*Exercises to complete:*
#1 Retype the passage of the news article on the Haitian gang leader's death that opens with the words containing "Julme was shot" and closes with "Minister Ariel Henry.".
#2 Continue the news article on the Haitian gang leader's death from where it stops.

*Extracted text:*

>> begin

WorldProminent Haitian gang leader shot dead by police as political groups near finalisation of transition council | World News

A prominent Haitian gang leader who escaped prison earlier this month has been shot dead by police – as political groups appear to be getting closer to finalising a transition council in the country.

Ernst Julme, known as Ti Greg, was the head of Delmas 95 which is part of Jimmy “Barbecue” Cherizier’s alliance of gangs.

Julme was shot by police in the Petion-Ville neighbourhood of the capital Port-au-Prince a day after Makandal, another gang leader, was killed in a suspected resurgence by a vigilante group called Bwa Kale, police and sources have told Reuters.

The death of Julme marks a setback for Cherizier’s “Viv Ansanm” alliance of gangs that hopes to take over more parts of Port-au-Prince.

Haiti entered a state of emergency on 3 March after Cherizier called for criminal groups to unite and overthrow the country’s Prime Minister Ariel Henry.

Attacks by powerful gangs on key government targets had begun on 29 February across Port-au-Prince, with gunmen having burned police stations, closed the main international airports and raided the country’s two biggest prisons, releasing 4,000 inmates.

>> end

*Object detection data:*
>> begin

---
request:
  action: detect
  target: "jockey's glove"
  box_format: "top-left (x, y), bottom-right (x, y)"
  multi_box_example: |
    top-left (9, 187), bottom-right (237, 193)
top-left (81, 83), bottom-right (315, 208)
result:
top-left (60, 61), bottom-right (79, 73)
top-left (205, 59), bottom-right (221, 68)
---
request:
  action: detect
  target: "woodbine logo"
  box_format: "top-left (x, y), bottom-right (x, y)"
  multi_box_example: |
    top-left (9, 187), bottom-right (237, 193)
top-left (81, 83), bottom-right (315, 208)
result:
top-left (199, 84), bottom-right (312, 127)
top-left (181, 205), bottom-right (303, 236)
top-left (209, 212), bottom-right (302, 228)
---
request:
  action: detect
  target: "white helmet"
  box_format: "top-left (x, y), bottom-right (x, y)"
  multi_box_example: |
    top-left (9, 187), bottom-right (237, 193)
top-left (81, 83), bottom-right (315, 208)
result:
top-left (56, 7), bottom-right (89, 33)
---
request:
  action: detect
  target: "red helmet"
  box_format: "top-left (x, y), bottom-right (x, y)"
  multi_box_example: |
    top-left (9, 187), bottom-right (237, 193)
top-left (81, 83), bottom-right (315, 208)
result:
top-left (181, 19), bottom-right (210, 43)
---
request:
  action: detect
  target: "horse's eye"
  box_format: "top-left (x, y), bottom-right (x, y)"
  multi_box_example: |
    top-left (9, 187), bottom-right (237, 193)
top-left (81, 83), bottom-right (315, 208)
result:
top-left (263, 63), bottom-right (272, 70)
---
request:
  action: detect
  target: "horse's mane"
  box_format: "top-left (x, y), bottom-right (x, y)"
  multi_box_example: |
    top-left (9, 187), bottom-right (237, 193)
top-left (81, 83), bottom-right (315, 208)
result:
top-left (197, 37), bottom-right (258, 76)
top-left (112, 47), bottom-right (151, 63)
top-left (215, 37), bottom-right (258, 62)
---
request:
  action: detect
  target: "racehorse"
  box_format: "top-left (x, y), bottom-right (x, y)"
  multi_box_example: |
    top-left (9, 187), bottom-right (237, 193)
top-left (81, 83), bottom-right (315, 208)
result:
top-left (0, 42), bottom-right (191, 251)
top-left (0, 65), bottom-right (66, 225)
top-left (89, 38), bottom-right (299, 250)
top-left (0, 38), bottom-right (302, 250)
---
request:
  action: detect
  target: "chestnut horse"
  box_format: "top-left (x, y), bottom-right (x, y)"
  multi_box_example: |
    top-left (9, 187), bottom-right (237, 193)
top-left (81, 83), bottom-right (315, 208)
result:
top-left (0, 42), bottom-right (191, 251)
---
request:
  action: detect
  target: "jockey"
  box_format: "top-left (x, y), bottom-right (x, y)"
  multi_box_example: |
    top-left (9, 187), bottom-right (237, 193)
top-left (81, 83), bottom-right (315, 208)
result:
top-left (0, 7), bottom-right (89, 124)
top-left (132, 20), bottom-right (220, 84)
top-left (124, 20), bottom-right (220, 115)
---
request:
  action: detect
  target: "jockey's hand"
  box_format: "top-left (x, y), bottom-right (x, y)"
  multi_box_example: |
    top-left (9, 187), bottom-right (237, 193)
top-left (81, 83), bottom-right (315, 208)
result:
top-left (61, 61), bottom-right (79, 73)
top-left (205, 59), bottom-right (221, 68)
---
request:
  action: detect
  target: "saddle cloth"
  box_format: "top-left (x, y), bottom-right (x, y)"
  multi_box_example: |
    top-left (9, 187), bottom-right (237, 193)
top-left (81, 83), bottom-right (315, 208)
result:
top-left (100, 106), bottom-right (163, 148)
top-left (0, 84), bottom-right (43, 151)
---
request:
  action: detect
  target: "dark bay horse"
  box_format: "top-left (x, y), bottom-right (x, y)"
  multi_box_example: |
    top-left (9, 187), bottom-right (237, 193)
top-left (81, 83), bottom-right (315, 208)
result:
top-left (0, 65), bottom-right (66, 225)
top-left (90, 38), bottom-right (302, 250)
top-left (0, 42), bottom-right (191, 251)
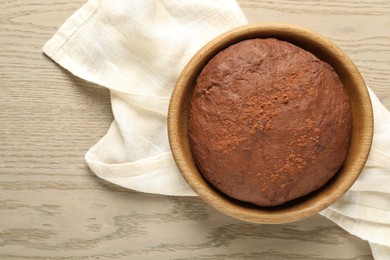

>> end

*Answers in order:*
#1
Julme was shot by police in the Petion-Ville neighbourhood of the capital Port-au-Prince a day after Makandal, another gang leader, was killed in a suspected resurgence by a vigilante group called Bwa Kale, police and sources have told Reuters.

The death of Julme marks a setback for Cherizier’s “Viv Ansanm” alliance of gangs that hopes to take over more parts of Port-au-Prince.

Haiti entered a state of emergency on 3 March after Cherizier called for criminal groups to unite and overthrow the country’s Prime Minister Ariel Henry.

#2
On Thursday, United Nations Secretary-General Antonio Guterres welcomed reports that political groups in Haiti had selected all members of a transitional council set to assume presidential powers ahead of future elections in the country.

The council, intended to bring together Haiti’s fractured political class, is mandated with appointing a replacement for Mr Henry, who announced his resignation on 11 March as gang violence prevented his return into the country.

The council will also wield certain presidential powers until elections can be held.

People run through the streets of Port-au-Prince as bullets fly. Pic: Reuters
People run through the streets of Port-au-Prince as bullets fly. Pic: Reuters

The transition plan was brokered in Jamaica by the intergovernmental Caribbean Community (CARICOM), alongside
representatives of Haiti’s government and opposition.

CARICOM released a list of political groups that would be represented in the council.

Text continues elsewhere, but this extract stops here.